DATA EXTRACT START
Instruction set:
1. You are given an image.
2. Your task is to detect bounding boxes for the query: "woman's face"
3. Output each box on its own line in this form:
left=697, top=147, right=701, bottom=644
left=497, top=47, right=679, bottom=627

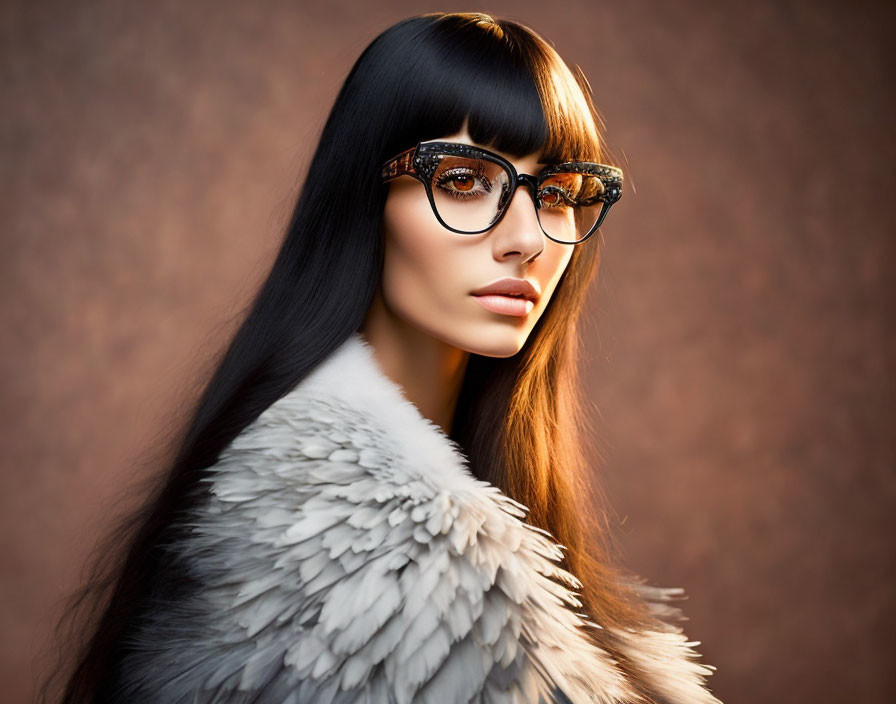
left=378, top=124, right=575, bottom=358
DATA EXTRACT END
DATA EXTRACT START
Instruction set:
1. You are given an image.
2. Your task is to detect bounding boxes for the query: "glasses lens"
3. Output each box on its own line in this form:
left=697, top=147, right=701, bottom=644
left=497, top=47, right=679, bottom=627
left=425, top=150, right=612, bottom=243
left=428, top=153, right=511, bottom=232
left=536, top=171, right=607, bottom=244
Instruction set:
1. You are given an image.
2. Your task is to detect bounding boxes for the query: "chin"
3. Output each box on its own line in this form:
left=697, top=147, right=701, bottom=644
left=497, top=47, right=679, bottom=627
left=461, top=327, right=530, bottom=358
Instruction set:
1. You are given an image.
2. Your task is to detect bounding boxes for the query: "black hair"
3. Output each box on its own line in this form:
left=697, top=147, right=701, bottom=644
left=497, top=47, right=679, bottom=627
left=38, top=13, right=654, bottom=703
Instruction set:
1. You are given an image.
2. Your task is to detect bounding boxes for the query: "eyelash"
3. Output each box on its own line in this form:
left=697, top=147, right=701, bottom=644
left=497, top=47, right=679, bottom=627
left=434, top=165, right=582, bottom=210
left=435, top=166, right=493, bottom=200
DATA EXTRACT END
DESCRIPTION OF THE TASK ::
Go through the records above, find every line with the word "query", and list those lines.

SOLUTION ::
2. Your task is to detect bounding boxes for the query: "woman's face"
2. Your task is to detect bounding boxes for the query: "glasses lens"
2. Your task is to detect bounding boxes for the query: "chin"
2. Your task is to detect bounding boxes for the query: "black hair"
2. Your task is to detect bounding boxes for the query: "eyelash"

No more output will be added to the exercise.